#### [WORK REQUIRED]
Each line in the listing is to be restated exactly.

#### [EXERCISE DATA]
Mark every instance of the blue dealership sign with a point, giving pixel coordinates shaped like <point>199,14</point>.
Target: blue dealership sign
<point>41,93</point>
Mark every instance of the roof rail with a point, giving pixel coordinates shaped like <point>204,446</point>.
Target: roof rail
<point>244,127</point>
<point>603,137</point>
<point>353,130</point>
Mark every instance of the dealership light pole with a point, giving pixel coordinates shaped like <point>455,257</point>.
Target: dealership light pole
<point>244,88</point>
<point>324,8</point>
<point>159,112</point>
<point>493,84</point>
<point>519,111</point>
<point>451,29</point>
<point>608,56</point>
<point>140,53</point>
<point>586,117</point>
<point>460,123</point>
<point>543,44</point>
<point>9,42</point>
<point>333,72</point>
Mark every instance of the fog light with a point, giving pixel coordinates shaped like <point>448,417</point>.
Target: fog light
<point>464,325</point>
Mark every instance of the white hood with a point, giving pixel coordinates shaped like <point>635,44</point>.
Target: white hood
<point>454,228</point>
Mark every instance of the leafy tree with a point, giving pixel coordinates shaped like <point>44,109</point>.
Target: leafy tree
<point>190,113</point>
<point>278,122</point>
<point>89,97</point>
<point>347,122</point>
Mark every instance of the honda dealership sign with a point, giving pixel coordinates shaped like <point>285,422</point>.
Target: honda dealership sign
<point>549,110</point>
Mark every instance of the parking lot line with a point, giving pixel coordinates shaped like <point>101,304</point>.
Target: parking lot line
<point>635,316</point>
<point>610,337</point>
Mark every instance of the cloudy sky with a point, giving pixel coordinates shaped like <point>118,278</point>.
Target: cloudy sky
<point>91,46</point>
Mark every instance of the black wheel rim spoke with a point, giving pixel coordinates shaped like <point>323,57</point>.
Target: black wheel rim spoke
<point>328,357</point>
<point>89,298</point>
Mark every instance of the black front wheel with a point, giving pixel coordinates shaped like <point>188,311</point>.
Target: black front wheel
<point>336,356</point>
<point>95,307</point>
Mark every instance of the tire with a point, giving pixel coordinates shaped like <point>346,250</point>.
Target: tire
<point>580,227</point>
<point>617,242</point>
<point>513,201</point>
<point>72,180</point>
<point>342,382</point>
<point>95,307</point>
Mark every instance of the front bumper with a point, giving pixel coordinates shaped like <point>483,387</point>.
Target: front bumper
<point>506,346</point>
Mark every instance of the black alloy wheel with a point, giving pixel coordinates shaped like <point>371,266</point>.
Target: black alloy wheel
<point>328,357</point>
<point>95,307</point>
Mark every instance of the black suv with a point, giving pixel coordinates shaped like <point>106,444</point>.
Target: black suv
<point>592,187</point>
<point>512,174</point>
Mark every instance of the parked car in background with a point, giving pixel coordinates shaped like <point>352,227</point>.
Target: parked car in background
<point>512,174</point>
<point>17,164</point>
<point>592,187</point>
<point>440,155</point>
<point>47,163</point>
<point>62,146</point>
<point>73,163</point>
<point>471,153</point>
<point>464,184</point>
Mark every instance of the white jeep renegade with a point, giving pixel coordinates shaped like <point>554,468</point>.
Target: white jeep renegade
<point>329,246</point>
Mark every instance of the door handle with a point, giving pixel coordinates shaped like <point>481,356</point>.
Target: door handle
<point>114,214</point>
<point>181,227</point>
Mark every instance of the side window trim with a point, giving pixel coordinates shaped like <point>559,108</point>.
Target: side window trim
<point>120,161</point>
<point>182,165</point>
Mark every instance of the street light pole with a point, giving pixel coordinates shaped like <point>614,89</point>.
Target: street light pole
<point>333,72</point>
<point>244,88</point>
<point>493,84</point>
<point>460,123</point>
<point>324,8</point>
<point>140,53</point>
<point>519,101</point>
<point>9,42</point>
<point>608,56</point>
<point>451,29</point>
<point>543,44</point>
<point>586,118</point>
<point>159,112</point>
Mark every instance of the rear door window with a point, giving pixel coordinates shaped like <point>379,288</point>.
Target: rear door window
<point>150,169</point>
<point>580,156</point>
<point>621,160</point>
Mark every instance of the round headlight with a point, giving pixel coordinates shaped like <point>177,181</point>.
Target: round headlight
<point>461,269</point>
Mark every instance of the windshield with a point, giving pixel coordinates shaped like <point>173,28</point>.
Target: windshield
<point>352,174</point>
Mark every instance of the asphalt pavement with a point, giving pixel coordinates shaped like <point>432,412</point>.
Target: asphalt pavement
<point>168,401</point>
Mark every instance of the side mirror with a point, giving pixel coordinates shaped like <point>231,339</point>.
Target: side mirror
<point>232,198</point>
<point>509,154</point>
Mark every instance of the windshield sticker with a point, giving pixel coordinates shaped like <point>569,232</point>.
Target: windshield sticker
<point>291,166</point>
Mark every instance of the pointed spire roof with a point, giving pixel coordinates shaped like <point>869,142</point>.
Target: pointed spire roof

#### [WRITTEN SOLUTION]
Mark every instance of the blue dealership sign with a point, giving pixel coordinates shaped like <point>199,14</point>.
Target: blue dealership sign
<point>41,93</point>
Mark every instance of the roof rail with a point, giving pixel coordinates shaped like <point>204,446</point>.
Target: roof rail
<point>244,127</point>
<point>603,137</point>
<point>353,130</point>
Mark every instance of the dealership light pole with a point, giving pixel coordinates shaped like <point>455,257</point>.
Target: dealership light pole
<point>244,88</point>
<point>324,8</point>
<point>159,112</point>
<point>493,84</point>
<point>519,111</point>
<point>451,29</point>
<point>608,56</point>
<point>140,53</point>
<point>586,117</point>
<point>460,123</point>
<point>543,44</point>
<point>9,42</point>
<point>333,72</point>
Mark every instance of the fog light with a point, giving pixel coordinates shaped like <point>448,417</point>.
Target: fog light
<point>464,325</point>
Mark every instance of the white hood with a point, giving pixel coordinates shaped like <point>635,44</point>.
Target: white hood
<point>454,228</point>
Mark every instance of the leafy tree with a point, giving pixel coordinates shaped like <point>44,109</point>.
Target: leafy tree
<point>190,113</point>
<point>278,122</point>
<point>89,97</point>
<point>347,122</point>
Mark every instance of the honda dealership sign with a point, giving pixel coordinates shaped like <point>285,422</point>.
Target: honda dealership sign
<point>549,110</point>
Mark every instance of the parking lot line with a point, giving pixel coordinates shaped like <point>101,304</point>.
Target: parking lot line
<point>635,316</point>
<point>610,337</point>
Mark every instance of the cloudy sky with a point, giving pixel coordinates shaped like <point>118,278</point>.
Target: cloudy sky
<point>91,46</point>
Mark every instance of the black wheel rim spoke with a point, giving pixel coordinates shaped like <point>323,57</point>.
Target: black wheel rim spoke
<point>328,357</point>
<point>89,298</point>
Mark every instance of the black front wheel with a point, giving pixel coordinates shaped like <point>188,311</point>.
Target: black front wheel
<point>336,356</point>
<point>95,307</point>
Mark every instance of the tire with a point, giving pixel coordinates shaped like <point>346,250</point>.
Target: tire
<point>580,227</point>
<point>617,242</point>
<point>513,201</point>
<point>72,180</point>
<point>342,382</point>
<point>95,307</point>
Mark every instance of the front bumper with a point, giving pixel coordinates shaped like <point>483,387</point>.
Target: front bumper
<point>506,346</point>
Mark every instance of the black alloy wheel with a point, giving pixel coordinates shaped like <point>371,266</point>.
Target: black alloy wheel
<point>328,357</point>
<point>95,307</point>
Mark every instance of the black suv with a point, giving pixel coordinates shaped like <point>106,444</point>.
Target: black suv
<point>592,187</point>
<point>512,174</point>
Mark every instance of the parked car in background with a point, giving pixel coordinates shaped like <point>352,227</point>.
Target: parked car in background
<point>512,174</point>
<point>17,164</point>
<point>592,187</point>
<point>440,155</point>
<point>47,163</point>
<point>62,146</point>
<point>73,163</point>
<point>471,153</point>
<point>464,184</point>
Mark every instance of the white jeep renegade with a point, giving pixel coordinates shaped like <point>554,468</point>.
Target: white jeep renegade
<point>329,246</point>
Mark every instance of the door handle with a point, giving pixel coordinates shaped like <point>481,356</point>.
Target: door handle
<point>114,214</point>
<point>181,227</point>
Mark every instance of the side window trim with a point, giving pixel coordinates shaped like <point>559,108</point>.
Target: side window trim
<point>120,161</point>
<point>182,165</point>
Mark every instance of the street light pole with a point, giving pixel coordinates shaped like <point>614,89</point>.
Target: street light pole
<point>333,72</point>
<point>244,88</point>
<point>493,84</point>
<point>460,123</point>
<point>324,8</point>
<point>140,53</point>
<point>519,101</point>
<point>9,42</point>
<point>608,56</point>
<point>451,29</point>
<point>543,44</point>
<point>586,118</point>
<point>159,112</point>
Mark every instance of the rear door window with a point, giving pixel coordinates shaped like <point>379,288</point>.
Target: rear door window
<point>150,169</point>
<point>580,156</point>
<point>621,160</point>
Mark every instance of the round headlight with a point, giving pixel coordinates shaped like <point>177,181</point>.
Target: round headlight
<point>461,269</point>
Mark every instance of the windshield with a point, giving pixel coordinates shaped like <point>173,28</point>.
Target: windshield
<point>352,174</point>
Mark every instance of the asphalt pavement with a point, giving pixel coordinates shaped like <point>432,412</point>.
Target: asphalt pavement
<point>168,401</point>
Mark every instance of the side mirror with a point, giving pixel coordinates shaped like <point>231,339</point>.
Target: side mirror
<point>232,198</point>
<point>509,154</point>
Mark every instance of the windshield sticker with a point, giving pixel coordinates shaped like <point>569,232</point>.
Target: windshield sticker
<point>291,166</point>
Mark every instance of the pointed spire roof with a point, giving pixel coordinates shaped like <point>869,142</point>.
Target: pointed spire roof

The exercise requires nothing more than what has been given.